##### PAGE EXTRACT #####

A Mafia hit squad was composed including Bernardo Provenzano, Calogero Bagarella (an elder brother of Leoluca Bagarella the brother-in-law of Totò Riina), Emanuele D’Agostino and Gaetano Grado of Stefano Bontade’s Santa Maria di Gesù Family, and Damiano Caruso (mafioso), a soldier of Giuseppe Di Cristina, the Mafia boss of Riesi.

According to Buscetta and Grado, the composition of the hit squad was a clear indication that the killing had been sanctioned collectively by all the major Sicilian Mafia families: not only did it include Calogero Bagarella from Corleone, and members of Stefano Bontate’s family in Palermo, but also a soldier of Giuseppe Di Cristina’s family on the other end of Sicily in Riesi.

==The attack==
At 7:30 p.m., the hit squad dressed in police uniforms carrying 12-gauge shotguns, submachine guns and pistols, entered the office of the Girolamo Moncada construction company on Viale Lazio – a modern street in the smart new northern area of Palermo. Totò Riina stayed in one of the cars to direct the operation. The builder, his sons, the firm’s accountant and Cavataio held a late meeting together with some other men. All were armed as usual.

##### DATA #####

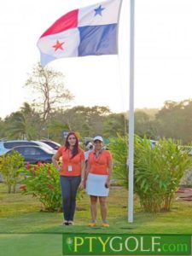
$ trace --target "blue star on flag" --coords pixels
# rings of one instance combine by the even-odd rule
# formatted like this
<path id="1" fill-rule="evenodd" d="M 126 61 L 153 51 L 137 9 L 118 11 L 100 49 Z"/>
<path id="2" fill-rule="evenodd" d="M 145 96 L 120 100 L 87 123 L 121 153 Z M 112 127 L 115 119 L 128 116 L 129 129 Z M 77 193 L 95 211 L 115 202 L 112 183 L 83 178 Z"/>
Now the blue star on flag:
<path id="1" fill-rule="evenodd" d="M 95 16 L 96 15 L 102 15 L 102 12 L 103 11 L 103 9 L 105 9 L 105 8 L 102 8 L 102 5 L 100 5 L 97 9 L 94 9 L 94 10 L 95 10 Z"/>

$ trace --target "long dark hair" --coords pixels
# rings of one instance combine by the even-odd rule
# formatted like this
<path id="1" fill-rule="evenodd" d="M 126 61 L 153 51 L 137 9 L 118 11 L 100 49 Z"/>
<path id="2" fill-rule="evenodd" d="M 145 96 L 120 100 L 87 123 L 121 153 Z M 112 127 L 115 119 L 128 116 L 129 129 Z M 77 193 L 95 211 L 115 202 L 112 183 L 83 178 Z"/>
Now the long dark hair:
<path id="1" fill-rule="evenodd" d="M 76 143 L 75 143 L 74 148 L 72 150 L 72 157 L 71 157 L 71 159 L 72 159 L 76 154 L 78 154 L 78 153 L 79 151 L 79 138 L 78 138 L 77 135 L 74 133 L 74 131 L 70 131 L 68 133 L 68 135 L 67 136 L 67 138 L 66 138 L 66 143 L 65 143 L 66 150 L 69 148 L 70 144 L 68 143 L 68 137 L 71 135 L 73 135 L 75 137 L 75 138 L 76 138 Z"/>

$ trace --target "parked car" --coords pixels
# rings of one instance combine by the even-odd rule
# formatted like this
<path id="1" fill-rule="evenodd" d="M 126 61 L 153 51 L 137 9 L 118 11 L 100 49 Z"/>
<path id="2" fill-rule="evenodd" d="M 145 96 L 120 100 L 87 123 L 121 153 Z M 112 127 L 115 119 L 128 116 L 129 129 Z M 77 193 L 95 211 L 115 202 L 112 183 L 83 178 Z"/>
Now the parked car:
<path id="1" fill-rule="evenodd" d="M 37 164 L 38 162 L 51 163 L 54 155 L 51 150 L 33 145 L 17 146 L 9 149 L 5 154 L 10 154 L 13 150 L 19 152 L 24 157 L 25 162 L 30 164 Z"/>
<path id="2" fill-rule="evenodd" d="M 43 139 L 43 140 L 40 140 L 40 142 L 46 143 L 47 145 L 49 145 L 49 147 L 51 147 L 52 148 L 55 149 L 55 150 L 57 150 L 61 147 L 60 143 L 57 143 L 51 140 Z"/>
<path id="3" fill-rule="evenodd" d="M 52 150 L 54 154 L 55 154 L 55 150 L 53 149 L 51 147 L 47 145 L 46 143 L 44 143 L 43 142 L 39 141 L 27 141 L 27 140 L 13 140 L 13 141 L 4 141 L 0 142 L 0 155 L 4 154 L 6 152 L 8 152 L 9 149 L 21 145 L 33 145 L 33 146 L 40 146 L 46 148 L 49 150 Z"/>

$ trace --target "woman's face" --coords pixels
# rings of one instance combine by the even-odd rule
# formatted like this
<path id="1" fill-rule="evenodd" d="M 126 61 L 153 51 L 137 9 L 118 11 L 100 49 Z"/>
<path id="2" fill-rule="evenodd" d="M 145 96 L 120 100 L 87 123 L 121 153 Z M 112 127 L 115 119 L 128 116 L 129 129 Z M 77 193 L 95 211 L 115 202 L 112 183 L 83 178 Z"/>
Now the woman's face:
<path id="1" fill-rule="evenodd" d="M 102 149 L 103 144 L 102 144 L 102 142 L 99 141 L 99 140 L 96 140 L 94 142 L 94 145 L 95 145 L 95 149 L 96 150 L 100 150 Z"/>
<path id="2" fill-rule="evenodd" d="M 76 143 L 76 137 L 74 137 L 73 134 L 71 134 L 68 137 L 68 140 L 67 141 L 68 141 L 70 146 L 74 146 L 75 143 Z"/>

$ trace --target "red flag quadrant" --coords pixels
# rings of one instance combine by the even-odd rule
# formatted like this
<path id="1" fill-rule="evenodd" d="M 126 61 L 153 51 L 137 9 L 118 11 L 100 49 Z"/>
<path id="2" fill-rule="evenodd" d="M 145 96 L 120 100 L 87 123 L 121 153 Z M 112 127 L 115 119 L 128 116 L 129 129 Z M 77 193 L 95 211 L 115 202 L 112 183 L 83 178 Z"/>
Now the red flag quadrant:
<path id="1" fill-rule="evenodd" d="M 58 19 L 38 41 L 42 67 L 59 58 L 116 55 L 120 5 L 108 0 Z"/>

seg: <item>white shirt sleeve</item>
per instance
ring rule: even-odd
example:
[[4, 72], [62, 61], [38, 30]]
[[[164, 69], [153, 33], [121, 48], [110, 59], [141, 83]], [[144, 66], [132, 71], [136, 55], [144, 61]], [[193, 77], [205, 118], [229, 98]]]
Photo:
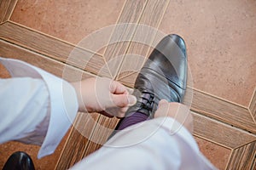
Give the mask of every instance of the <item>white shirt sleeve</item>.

#####

→ **TASKS FOR THIS EXERCISE**
(1) According to the account of the Mafia hit squad, on which street was the office of the Girolamo Moncada construction company?
(2) In the account of the Mafia hit squad, why did Buscetta and Grado see the killing as sanctioned by all the major Sicilian Mafia families?
(3) Extend the account of the Mafia hit squad's attack, picking up after its final sentence.

→ **ANSWERS FOR THE EXERCISE**
(1) It was on Viale Lazio, a modern street in the smart new northern area of Palermo.

(2) The squad's makeup showed it. It included Calogero Bagarella from Corleone, members of Stefano Bontate's family in Palermo, and a soldier of Giuseppe Di Cristina's family in Riesi, on the other end of Sicily.

(3)
Provenzano and Bagarella led the attack, followed by Caruso. According to one account, Caruso fired too early, destroying the advantage of surprise. Cavataio was able to shoot and kill Bagarella and wound Caruso and Provenzano, before ducking under a desk, playing dead. Provenzano started pulling Cavataio’s ankles to get the Mafia organogramme – the rumour was that Cavataio kept it hidden in a sock. Cavataio tried to shoot Provenzano but he had run out of bullets. Provenzano tried to shoot with his machine gun, but it jammed, so he clubbed Cavataio unconscious with the butt. When he got his hand free, he grabbed his handgun and shot Cavataio dead.

The shoot-out lasted a few minutes and left five men dead: Cavataio, the mafioso Francesco Tumminello, the accountant Salvatore Bevilacqua, Giovanni Domè, a security guard, as well as Bagarella, one of the attackers. 108 bullets had been fired in the office. Bagarella's body was carried to waiting cars and was buried secretly on top of another in a cemetery in his hometown Corleone.

Provenzano had used a Beretta 38/A submachine gun and earned himself a reputation as a Mafia killer with the attack. The attack increased Provenzano’s reputation and his nickname, u’ tratturi (the tractor) because, as one pentito put it, ‘where he passed, the grass no longer grew’.

However, according to Gaetano Grado – one of the participants who turned government witness in 1999 – it was Provenzano who messed up the attack, shooting too early. Grado said he helped organize the hit and witnessed the murders first hand. "Everybody was scared of Cavataio," according to Grado, a cousin of the pentito Salvatore Contorno. All the mafia soldiers sent to kill Cavataio "were veterans," Grado said. "We all had already murdered at least 10 people."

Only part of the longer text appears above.